STATED GOAL:
Extend the explainer on how URL shorteners work, starting right after its final sentence.

How does a URL shortener work?

Have you ever wondered links like https://goo.gl, https://bit.ly, https://goo.gl ?

They are some of the renowned URL shortening services on the Internet.

This aim of this post is to explain how does URL shortening works, so one can make on his own.

This post deals with the concepts invovled. If you are looking for code, click the lord’s face and get it.

Talk is cheap, show me the code

Pre-requisites

  • Interest in topic.
  • Base conversion. If you know to convert deciman to hexadecimal and back, that’s more than enough.

What is a shortened URL?

Consider the following examples:

Shortened version Original URL
https://goo.gl/KIuxZj https://github.com/himanshub16/resume/raw/master/himanshub16.pdf
https://bit.ly/tweelyser https://tweelyser.herokuapp.com
https://t.co/VzsLNXdD4Y https://www.nasa.gov/image-feature/goddard/2018/hubble-exquisite-view-of-a-stellar-nursery

The shortened versions appear more precise to the original ones.

There are two major use-cases where shortening URLs is helpful.

  • Save space Targets like SMS, tweets have strict character-count limit where long URLs can take up lot of space.

  • Counting clicks This is the real and most important use of URL shortening. Consider the third link in above table. Every time one clicks on the t.co link, Twitter gets informed and redirects you to the original link.

Finding a short representation

Well, that’s simple. Index it.

Just associate a serial number to any content, and that gets indexed. Isn’t this how we are allotted roll numbers in schools?

Here’s how it might look like:

Serial # URL
1 https://github.com
2 https://google.com/search?q=computer
3 https://twitter.com/status/1

But that’d eventually lead to a problem.

There will come a time soon when the numbers used will be of more than 8 or 10 digits, which is fine but can be made even better.

DATA PROVIDED:

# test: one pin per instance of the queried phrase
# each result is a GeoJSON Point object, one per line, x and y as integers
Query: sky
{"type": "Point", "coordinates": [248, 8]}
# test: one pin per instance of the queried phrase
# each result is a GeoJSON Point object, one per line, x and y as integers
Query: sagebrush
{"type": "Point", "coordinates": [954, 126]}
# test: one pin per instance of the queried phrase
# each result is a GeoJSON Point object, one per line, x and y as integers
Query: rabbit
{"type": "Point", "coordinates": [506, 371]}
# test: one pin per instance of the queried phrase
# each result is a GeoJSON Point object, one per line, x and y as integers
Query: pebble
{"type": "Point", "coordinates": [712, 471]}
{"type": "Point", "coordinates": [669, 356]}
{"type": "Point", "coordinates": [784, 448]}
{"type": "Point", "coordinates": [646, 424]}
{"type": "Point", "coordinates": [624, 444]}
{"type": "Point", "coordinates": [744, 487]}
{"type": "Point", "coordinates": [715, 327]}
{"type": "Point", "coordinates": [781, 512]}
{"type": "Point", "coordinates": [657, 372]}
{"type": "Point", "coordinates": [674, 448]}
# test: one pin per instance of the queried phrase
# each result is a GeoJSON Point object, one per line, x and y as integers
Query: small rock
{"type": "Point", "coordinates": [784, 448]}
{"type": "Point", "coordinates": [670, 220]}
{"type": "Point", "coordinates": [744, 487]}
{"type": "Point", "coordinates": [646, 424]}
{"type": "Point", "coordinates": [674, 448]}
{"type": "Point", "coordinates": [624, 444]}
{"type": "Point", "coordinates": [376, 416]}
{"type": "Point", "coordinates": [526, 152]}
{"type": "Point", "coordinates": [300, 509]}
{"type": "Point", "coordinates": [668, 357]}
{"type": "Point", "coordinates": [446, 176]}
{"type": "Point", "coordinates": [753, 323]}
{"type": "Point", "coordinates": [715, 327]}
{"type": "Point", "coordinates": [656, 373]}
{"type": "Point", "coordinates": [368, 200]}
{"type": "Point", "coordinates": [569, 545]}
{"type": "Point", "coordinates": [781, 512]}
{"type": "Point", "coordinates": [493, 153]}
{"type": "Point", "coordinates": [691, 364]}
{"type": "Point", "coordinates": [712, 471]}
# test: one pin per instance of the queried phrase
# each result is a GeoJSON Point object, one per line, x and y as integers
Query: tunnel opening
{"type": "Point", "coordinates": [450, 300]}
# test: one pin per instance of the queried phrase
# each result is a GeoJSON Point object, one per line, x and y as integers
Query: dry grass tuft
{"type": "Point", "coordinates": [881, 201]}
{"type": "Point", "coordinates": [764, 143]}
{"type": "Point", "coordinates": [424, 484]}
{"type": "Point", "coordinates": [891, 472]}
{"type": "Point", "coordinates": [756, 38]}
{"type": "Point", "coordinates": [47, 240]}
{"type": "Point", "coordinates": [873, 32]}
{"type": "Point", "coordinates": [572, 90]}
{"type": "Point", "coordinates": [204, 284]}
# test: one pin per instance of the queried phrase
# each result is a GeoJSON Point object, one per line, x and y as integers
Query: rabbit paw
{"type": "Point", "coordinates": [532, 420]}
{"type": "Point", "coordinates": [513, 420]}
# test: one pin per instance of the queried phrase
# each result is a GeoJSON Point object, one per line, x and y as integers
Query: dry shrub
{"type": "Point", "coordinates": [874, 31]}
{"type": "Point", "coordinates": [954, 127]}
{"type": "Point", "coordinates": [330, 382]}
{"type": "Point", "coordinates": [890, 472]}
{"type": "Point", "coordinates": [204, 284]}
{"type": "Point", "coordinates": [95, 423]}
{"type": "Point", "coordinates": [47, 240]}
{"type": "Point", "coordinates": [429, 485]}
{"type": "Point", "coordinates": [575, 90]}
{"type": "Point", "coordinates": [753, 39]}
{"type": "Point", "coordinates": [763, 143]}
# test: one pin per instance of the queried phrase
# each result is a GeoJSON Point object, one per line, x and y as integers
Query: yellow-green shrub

TASK OUTPUT:
A higher base would help

Decimal number system use base 10, i.e. they use 10 symbols to represent a number. Hexadecimal system uses 16 (0-9 A-F). Thus, a large number like 65432 is represented as ff98.

Take even higher base, say 26 (0-9 a-p), 36 (0-9 a-z), 62 (0-9 a-z A-Z), and apply the same concept.

Here’s the conversion that’d happen:

Base 10 Base 16 Base 26 Base 36 Base 62
27 1b 11 r r
938641 e5291 21adf k49d 3Wbn
999999999 3b9ac9ff 3647job gjdgxr 2wDOpb
987948554334 e60652985e 4j030eice cluv27a6 NOolhwe

For an exercise,

3Wbn =>  (3 * 62^3)  + (W * 62^2)  + (b * 62^1) + (n * 62^0)
      = (3 * 238328) + (58 * 3844) + (11 * 62)  +    23
      =   714984     +   222952    +   682      +    23
      = 938641

Clearly, bases 36 and 62 seem to be safest choices and require less space compared to smaller bases.

So how does this work in software?

Find code implementation here

  • Assign a serial number to a URL. This can be the primary key if it is a SQL database.
  • Convert that serial number to base 62 (you can use any base).
  • yourdomain.com/base_62_value is the required URL.

  • Whenever one hits the above URL, you get the string for base_62_value.
  • Convert that base_62_value to base_10 integer as above exercise does.
  • That is the serial number you are looking for.

Note

  • Make sure the serial number is something unique and never repeats.
  • If you are using MongoDB, use a serial number stored in some other collection.

:tada: Here you go! Make one like this yourself.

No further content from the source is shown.